● **ACTIVITY**
Your answer should repeat every line of the records below in which the word "green" appears.

● **RECORDS FOR THIS EXERCISE**
=== Section Start ===
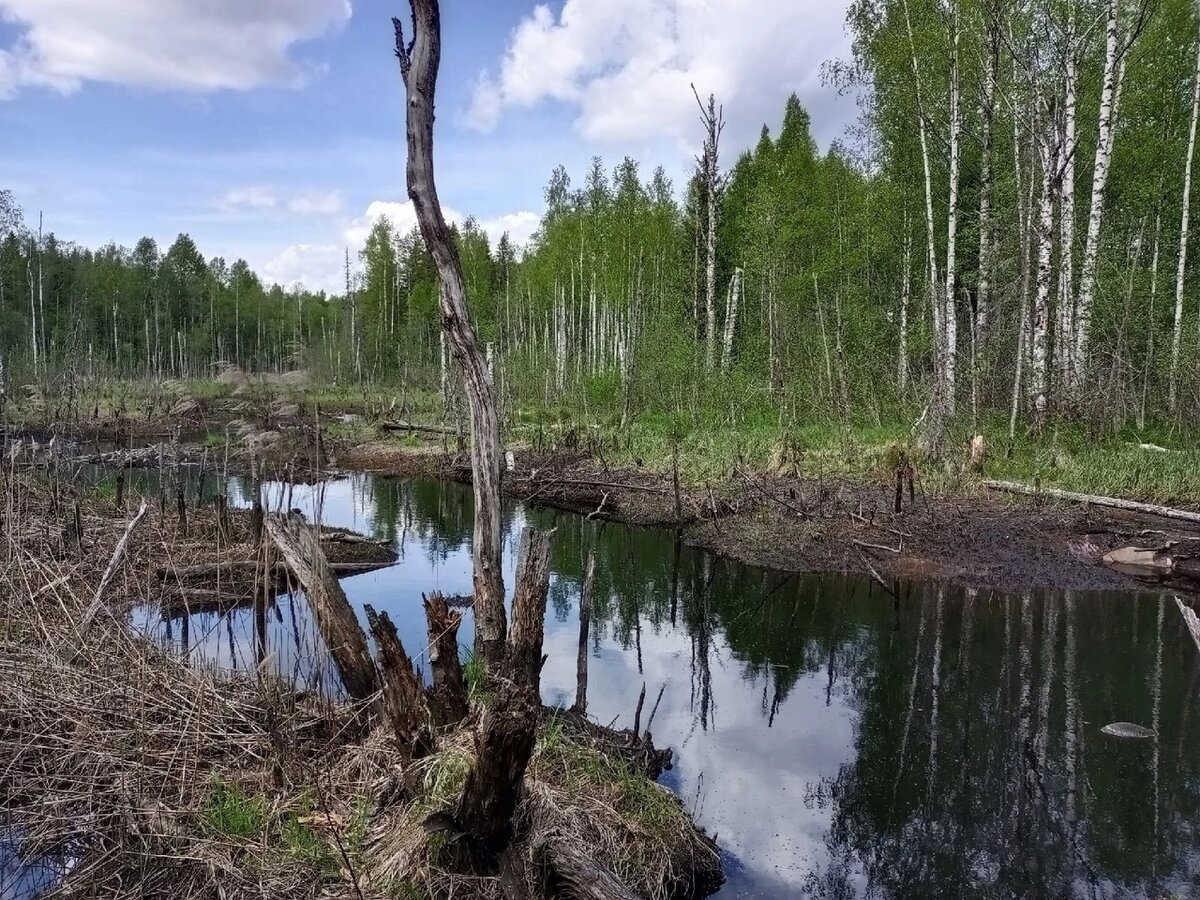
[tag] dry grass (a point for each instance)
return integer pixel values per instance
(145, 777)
=== Section End ===
=== Section Start ===
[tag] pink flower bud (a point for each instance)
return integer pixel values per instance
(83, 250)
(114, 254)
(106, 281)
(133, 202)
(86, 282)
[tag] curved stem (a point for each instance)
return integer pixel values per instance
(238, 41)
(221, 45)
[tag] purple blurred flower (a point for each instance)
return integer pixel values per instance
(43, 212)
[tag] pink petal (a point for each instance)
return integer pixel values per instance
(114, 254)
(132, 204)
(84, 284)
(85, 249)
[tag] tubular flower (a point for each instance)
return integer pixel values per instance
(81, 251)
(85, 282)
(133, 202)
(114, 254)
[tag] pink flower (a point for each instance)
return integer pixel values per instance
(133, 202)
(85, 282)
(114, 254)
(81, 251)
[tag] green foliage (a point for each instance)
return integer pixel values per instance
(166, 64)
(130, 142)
=== Section End ===
=== Section Start ===
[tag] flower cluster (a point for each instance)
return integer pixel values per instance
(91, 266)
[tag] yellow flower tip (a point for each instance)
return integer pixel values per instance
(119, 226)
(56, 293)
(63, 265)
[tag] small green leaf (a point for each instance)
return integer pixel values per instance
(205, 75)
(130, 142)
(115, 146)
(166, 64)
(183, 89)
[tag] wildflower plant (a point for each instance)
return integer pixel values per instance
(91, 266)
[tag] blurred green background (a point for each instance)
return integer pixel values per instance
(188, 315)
=== Section End ===
● **RESPONSE BELOW**
[tag] green foliage (a point for each instance)
[tag] small green leaf (a point for each instance)
[tag] blurred green background (a point for each instance)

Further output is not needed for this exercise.